* [GIVEN PASSAGE]:
....

The advisers at the University seem so adamant about sending out my
transcripts whenever I can. I am attempting to get all projects that I haven't
lost over the years together and online. I am hoping to have a very short
formal resume which points online for example projects and a less formal
description of my interests, studies, etc.

------
runawaybottle
You have to sell yourself however you can. There are many new developers that
don't have a degree, or don't have good grades, so those people will need to
demonstrate their abilities in other ways. For example, I had a lackluster
gpa, so I made sure to work on my own projects that I could emphasize. If you
think you can show that you excelled in relevant CS classes, then do so. If
you've got stuff you did before college that's interesting, figure out how you
can bring it up. You have to play up whatever potential positives you have.

------
teahat
GPA - absolutely. If it's not there, the assumption will be that the reason it
isn't there is because it's bad (especially as a new grad). Like when you look
at a 2nd hand car listing and they leave off mileage - you know it will be
huge. Transcripts, no - they just add unnecessary padding at this stage,
nobody wants to read those unless they absolutely have to, so they'd only be
asked for at the end of the process, if at all.

But more importantly than either of these - you should write your resume
differently depending on what you are applying for. Highlight what is most
valuable to the organization you are applying to. If this means you have to
reduce the number of applications you send out, that's fine, it's much better
to have fewer well targeted applications.

And try to state facts, not claims. By which I mean - don't claim to 'work
well in a team', or have 'excellent X'. Show what you've done and the impact
it had. If you wrote something cool at the age of 10, I can infer that you're
smart and self-directed from that.

Good luck.

....

* [TO DO]: In the resume thread, why does teahat say a new graduate should include a GPA on a resume? Answer in one to three sentences. Rely only on the resume thread.

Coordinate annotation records

....

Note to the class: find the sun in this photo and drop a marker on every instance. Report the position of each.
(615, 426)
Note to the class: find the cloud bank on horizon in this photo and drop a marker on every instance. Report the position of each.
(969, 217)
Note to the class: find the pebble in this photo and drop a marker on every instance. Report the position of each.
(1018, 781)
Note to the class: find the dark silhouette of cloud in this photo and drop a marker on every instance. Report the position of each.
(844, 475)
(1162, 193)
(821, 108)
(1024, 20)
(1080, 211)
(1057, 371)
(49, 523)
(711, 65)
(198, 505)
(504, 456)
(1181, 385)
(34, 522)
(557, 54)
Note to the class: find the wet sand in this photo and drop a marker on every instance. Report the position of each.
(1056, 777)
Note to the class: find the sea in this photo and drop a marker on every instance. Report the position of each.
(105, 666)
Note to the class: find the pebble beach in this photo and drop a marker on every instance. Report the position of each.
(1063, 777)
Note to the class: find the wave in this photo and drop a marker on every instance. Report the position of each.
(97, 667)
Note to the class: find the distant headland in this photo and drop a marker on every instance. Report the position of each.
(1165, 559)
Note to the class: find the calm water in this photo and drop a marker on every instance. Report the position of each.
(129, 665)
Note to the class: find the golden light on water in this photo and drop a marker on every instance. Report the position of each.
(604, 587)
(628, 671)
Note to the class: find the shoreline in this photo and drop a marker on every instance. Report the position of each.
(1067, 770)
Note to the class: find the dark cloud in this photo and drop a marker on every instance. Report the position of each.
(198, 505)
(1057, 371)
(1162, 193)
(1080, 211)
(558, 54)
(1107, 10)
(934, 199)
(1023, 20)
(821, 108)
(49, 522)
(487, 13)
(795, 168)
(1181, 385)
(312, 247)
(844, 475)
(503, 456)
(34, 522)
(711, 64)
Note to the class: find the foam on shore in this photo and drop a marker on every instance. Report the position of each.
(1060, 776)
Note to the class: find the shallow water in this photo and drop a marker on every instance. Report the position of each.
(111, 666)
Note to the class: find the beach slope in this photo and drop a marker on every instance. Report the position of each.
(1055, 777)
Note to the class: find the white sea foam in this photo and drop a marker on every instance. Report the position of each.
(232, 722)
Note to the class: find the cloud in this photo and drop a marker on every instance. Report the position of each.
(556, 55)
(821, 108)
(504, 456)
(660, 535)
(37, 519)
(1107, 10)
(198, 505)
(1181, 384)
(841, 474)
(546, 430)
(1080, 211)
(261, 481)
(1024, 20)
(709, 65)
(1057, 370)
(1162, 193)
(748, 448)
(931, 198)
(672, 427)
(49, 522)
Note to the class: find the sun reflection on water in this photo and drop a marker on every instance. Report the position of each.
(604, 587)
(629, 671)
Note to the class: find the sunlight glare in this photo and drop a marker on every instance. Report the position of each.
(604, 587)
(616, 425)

....

* [RESULT FOR THIS TASK]: If the GPA is missing, readers will assume it was left off because it is bad, especially for a new graduate. Teahat compares this to a used car listing that omits the mileage, which signals that the mileage must be huge.